Copy word for word the part of the treethrow soils abstract below between "2.     thicker" and "and profile differentiation.", inclusive.

PAGE TEXT:
──────────────────────────────

Effects of Treethrow Microtopography on the Characteristics

and Genesis of Spodosols, Michigan, USA

 

R.      J. Schaetzl

 

            This study examined the pedogenic effects of pit and mound microtopography, formed by tree uprooting, in a Spodosol (Haplorthods) landscape.  Most soils in treethrow pits were Entic Haplorthods or Spodic Upidsamments whereas mound soils usually classified as Typic Udipsamments, suggesting that degree of profile development is:  Undisturbed ³ Pit > Mounds.  Given that pit and mound soils are substantially younger than pedons on “undisturbed” sites, rates of pedogenesis are thought to be:  Pit > Undisturbed > Mound.  Strong pedogenesis in pits was explained by :

 

1.     greater water contents in the upper sola, which may facilitate weathering processes,

 

2.     thicker O horizons, which may lead to increased production of organic acids, and

 

3.     greater insulation by thick litter and snow cover, which reduces the incidence of soil

      freezing. 

 

                In winter, mound soils may develop impermeable layers of concrete soil frost that impede infiltration of snowmelt waters, whereas pit soils remain unfrozen or acquire only a porous, granular frost layer.  Thus, saturated flow of snowmelt within pits is relatively unrestricted, resulting in maximal leaching and profile differentiation.

──────────────────────────────

EXTRACTED INFORMATION:
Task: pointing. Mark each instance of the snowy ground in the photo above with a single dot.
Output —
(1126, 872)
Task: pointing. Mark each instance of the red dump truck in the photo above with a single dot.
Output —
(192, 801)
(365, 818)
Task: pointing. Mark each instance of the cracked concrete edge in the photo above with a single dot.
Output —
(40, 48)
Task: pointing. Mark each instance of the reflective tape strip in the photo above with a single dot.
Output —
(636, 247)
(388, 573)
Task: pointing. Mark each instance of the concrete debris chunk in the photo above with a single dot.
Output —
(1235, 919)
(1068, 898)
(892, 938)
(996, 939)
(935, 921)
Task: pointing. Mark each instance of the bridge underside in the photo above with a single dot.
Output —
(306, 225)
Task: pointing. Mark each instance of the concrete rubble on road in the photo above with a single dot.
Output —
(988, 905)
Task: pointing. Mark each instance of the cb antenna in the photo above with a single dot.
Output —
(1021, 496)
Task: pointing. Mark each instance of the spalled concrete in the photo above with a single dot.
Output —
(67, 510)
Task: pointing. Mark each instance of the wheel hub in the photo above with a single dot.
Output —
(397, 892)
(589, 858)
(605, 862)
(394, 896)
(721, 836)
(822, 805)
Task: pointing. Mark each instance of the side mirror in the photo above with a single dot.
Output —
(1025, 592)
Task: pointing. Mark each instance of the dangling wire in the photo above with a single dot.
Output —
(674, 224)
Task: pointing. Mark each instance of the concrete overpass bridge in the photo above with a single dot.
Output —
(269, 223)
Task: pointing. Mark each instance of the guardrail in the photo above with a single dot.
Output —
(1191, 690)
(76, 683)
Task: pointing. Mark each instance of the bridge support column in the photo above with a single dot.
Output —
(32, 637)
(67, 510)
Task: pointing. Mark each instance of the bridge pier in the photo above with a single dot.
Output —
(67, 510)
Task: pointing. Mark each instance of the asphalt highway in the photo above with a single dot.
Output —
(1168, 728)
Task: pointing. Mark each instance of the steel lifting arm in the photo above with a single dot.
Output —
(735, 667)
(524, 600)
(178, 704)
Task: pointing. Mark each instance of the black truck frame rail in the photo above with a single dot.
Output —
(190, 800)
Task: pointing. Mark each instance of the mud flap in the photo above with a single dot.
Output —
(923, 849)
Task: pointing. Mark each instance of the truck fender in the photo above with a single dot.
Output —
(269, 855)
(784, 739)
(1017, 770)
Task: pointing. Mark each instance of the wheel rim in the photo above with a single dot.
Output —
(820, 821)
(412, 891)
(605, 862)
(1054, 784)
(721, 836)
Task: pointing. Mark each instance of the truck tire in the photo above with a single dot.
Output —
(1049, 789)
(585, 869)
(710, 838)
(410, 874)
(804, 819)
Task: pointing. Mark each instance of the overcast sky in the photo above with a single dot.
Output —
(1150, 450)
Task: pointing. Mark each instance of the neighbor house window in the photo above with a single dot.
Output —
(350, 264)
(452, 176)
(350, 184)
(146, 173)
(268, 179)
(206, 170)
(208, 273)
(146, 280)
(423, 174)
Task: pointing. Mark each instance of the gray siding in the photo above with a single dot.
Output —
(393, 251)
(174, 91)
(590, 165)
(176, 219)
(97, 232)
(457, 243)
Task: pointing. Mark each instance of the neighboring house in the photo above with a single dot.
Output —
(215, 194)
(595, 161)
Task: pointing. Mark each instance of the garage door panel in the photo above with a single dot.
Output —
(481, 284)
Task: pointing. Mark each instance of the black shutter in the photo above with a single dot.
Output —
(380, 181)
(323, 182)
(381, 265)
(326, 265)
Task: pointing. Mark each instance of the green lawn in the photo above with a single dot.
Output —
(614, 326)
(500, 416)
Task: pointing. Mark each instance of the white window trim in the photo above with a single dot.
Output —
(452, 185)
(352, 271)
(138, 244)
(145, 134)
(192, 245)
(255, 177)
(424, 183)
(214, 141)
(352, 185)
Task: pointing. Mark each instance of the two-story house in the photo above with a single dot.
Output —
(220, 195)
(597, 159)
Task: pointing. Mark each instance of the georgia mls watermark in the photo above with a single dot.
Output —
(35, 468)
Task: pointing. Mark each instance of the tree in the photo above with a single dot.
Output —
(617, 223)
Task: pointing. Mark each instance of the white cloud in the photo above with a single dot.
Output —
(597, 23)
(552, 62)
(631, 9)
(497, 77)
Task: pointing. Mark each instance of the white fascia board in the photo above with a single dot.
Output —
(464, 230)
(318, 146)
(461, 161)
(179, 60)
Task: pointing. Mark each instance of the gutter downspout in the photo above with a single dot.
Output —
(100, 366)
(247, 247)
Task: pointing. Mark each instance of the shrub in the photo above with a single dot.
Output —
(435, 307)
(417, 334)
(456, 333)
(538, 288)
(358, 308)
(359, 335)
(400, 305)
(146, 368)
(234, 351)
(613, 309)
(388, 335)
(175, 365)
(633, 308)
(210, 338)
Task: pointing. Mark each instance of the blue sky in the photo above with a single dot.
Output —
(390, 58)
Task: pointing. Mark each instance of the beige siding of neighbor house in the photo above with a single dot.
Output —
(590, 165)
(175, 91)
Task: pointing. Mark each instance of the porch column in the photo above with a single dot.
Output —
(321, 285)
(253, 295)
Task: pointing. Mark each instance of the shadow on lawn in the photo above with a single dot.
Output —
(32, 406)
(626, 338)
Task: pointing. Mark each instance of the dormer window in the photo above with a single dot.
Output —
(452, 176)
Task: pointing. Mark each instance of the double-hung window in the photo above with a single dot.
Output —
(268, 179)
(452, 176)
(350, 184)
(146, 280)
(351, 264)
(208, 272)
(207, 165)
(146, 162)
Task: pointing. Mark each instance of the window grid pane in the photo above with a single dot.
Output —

──────────────────────────────

SOLVED EXERCISE:
2.     thicker O horizons, which may lead to increased production of organic acids, and

 

3.     greater insulation by thick litter and snow cover, which reduces the incidence of soil

      freezing. 

 

                In winter, mound soils may develop impermeable layers of concrete soil frost that impede infiltration of snowmelt waters, whereas pit soils remain unfrozen or acquire only a porous, granular frost layer.  Thus, saturated flow of snowmelt within pits is relatively unrestricted, resulting in maximal leaching and profile differentiation.